----- Kayıtlı veriler -----

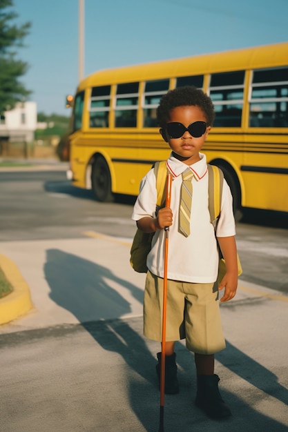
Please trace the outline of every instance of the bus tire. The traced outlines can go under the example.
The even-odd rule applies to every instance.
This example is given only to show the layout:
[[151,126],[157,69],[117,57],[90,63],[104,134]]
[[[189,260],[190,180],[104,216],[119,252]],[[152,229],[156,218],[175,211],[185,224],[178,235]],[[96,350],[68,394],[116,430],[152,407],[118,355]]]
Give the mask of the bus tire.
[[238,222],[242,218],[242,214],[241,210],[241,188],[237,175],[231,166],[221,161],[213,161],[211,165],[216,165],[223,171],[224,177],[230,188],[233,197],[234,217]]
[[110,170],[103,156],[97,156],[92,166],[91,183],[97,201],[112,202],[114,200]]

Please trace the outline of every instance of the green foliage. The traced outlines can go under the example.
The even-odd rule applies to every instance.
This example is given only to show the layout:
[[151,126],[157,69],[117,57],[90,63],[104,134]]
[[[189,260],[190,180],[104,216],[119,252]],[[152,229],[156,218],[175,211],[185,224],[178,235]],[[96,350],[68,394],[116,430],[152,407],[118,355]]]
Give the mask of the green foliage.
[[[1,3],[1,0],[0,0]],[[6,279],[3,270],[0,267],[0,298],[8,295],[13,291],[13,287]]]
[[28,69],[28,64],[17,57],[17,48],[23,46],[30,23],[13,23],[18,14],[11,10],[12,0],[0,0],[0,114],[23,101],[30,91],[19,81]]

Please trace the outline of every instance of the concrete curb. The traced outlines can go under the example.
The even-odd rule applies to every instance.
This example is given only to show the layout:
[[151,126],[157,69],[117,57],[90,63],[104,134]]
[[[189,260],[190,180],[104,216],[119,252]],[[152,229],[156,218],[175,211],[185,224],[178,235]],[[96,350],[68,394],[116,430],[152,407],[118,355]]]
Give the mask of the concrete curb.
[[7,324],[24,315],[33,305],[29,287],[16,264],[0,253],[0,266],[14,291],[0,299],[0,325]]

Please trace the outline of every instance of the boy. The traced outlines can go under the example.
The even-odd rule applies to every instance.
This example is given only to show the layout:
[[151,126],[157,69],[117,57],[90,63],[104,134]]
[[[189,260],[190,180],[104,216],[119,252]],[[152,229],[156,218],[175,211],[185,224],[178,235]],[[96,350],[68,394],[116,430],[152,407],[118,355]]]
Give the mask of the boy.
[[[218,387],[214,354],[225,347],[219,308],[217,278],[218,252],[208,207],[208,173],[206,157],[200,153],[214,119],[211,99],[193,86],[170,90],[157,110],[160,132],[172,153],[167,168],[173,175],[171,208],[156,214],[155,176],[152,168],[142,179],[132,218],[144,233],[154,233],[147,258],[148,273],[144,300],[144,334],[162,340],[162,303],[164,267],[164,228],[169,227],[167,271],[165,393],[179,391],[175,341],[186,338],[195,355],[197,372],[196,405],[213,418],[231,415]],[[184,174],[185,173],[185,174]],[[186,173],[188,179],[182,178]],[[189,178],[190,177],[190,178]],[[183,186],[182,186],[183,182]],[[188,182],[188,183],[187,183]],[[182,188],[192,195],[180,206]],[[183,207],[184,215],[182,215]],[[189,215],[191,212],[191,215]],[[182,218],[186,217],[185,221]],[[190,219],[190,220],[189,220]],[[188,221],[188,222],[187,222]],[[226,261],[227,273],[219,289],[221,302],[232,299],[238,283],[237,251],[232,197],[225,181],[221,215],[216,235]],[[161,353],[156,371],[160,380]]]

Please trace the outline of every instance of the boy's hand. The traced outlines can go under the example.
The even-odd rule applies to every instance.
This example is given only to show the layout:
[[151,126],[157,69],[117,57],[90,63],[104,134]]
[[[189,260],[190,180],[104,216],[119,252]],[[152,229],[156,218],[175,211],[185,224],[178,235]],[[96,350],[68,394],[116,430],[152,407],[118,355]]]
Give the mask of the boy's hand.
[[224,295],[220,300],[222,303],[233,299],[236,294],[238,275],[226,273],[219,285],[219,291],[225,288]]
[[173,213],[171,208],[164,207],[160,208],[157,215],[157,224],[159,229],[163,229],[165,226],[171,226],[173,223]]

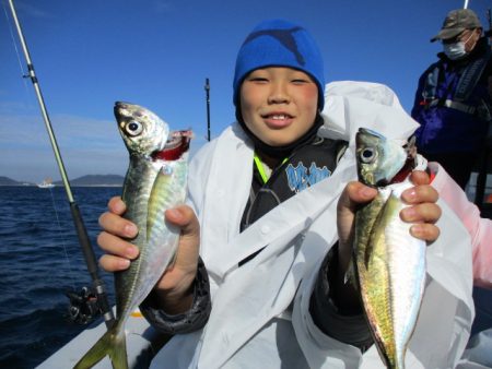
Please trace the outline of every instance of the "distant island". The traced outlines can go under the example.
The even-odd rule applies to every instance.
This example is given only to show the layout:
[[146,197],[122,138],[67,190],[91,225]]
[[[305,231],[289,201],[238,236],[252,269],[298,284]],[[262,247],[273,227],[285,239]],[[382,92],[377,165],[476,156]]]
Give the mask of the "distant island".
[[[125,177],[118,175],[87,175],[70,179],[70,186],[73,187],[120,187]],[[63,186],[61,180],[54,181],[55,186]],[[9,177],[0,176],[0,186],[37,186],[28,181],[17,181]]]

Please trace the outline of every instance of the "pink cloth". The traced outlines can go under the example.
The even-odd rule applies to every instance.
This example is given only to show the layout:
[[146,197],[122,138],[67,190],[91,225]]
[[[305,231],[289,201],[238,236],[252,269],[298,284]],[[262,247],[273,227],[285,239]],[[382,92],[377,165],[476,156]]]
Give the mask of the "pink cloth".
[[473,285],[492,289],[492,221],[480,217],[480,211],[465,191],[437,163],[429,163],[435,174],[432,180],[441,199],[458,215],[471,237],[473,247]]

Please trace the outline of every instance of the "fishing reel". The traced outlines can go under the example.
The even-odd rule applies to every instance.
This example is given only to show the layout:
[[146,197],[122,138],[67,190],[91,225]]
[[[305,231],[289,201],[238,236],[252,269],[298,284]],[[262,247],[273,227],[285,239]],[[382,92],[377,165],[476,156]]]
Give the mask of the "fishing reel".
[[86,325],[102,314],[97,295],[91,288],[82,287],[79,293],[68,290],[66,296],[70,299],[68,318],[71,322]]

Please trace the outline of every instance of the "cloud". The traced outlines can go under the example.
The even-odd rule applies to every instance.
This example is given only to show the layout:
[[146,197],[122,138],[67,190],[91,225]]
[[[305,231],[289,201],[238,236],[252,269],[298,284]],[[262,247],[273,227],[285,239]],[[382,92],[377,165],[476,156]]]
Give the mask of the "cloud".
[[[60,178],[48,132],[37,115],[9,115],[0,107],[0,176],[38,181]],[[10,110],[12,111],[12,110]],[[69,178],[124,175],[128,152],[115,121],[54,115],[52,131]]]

-----

* Yapılacak iş:
Yukarıdaki satırlardan kaçında "cloth" dizesinin geçtiğini sayın ve yalnızca sayıyı yazın. Büyük ve küçük harf farkı dikkate alınsın.

* Görev çıktısı:
2